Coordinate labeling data
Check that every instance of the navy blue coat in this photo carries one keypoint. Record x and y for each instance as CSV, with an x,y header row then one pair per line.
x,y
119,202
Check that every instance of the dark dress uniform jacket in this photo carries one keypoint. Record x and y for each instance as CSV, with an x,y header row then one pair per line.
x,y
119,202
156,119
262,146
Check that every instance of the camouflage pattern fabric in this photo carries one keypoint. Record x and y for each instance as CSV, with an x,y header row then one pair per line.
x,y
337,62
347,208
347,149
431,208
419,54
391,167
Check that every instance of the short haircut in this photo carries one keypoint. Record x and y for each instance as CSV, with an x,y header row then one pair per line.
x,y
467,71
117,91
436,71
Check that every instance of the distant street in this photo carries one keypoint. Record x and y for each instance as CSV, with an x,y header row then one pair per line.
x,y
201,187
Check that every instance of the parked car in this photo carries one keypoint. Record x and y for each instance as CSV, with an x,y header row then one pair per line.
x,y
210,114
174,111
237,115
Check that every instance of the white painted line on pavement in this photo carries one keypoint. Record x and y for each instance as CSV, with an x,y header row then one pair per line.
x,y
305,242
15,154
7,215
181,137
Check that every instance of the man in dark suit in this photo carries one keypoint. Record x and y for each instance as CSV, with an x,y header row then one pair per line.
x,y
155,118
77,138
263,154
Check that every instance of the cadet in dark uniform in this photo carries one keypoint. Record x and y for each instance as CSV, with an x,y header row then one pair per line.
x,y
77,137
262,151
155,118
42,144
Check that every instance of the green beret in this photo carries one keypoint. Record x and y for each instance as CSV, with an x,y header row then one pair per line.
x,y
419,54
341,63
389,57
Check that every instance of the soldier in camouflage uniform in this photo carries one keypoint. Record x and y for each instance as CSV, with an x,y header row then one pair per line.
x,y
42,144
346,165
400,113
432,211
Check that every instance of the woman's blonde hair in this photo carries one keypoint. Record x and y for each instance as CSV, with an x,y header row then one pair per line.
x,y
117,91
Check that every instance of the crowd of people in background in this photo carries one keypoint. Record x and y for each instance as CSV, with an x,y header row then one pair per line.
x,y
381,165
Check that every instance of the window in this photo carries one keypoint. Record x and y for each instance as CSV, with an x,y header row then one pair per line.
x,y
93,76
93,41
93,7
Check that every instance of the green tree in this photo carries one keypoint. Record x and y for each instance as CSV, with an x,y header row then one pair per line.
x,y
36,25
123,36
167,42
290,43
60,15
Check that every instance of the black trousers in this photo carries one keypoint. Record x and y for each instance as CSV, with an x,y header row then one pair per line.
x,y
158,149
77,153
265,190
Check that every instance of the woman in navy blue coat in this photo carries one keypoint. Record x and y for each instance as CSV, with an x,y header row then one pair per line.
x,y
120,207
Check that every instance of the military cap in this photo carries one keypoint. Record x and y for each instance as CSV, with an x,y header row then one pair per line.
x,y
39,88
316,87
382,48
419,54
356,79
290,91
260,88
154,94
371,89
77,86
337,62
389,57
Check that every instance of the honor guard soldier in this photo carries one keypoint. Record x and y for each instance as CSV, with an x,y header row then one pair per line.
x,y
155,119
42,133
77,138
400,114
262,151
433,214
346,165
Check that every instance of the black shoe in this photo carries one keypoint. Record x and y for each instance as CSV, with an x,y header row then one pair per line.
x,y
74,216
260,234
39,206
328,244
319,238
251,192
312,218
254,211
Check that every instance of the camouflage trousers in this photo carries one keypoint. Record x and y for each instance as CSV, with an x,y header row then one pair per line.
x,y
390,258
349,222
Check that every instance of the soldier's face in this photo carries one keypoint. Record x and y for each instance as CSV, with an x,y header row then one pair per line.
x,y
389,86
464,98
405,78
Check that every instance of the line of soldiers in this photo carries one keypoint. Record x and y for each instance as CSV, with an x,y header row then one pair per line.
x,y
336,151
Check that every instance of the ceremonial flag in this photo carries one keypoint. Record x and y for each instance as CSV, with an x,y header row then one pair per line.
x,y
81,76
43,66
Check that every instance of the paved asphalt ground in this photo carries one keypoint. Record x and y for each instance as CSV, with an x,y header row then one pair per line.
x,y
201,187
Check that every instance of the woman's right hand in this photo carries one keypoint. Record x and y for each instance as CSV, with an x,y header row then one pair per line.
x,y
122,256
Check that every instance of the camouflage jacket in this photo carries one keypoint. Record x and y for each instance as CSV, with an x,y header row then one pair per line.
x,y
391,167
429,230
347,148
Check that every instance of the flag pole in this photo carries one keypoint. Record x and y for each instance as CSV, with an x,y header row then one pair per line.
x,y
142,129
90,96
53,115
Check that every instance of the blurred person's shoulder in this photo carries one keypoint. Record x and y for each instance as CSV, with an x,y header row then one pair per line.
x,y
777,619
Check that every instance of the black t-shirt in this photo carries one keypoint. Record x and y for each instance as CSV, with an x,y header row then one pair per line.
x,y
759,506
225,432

**Instruction**
Output the line containing "Check that every instance of the black shoe" and all lines after it to the end of the records, exactly as given.

**Answer in full**
Check that every instance of the black shoe in this photo carries one keypoint. Record x and y for each instance as CSV, with an x,y header row then one pair per line.
x,y
74,216
260,234
39,206
328,244
319,238
251,192
312,218
254,211
Check that every instance of the camouflage trousers in this photo carries one keypoint. Record x and y for each instance as CSV, with an x,y header row then one pair per line.
x,y
390,258
349,222
Check that every instance of the soldier's face in this photo carries one keypoint. Record x and y for each instance as CSV, with an x,y header row then one pair per line.
x,y
389,86
464,98
405,78
Check that every instance of the line of soldiers in this photo carries one keypoint. Record x and y for each instance as CSV, with an x,y header row then one pair per line.
x,y
336,151
Check that every instance of the ceremonial flag in this photo carries one keypoint. Record x and y for each instance as CSV, with an x,y header row then one pair per line.
x,y
81,76
43,66
Check that every instance of the paved asphalt ground in this photo carries one keypoint. Record x and y for each instance as CSV, with an x,y header row then one pair per line.
x,y
201,187
Check that every instance of the woman's right hand in this photo carries one keypoint. Record x and y for each instance as CSV, with an x,y header row then one pair per line.
x,y
122,256
Check that every instance of the camouflage jacket in this photo carries one keypoint. Record x and y for each instance as CSV, with an x,y header row then one pair per line.
x,y
391,167
429,230
347,148
Check that every instance of the flag pole in this photo carries one keypoint. Record x and y for each instance as CSV, with an x,y header row then one pair per line.
x,y
142,129
90,96
53,115
Check that every instance of the blurred person's shoulder in this photo carries one keypoint. Record x and y for each instance as CSV, with an x,y header row then one pair per line.
x,y
777,619
Check that every instance of the black t-shirt in this photo carries one keypoint. Record x and y for each instance as CSV, with an x,y header row then one pair per line.
x,y
759,506
225,432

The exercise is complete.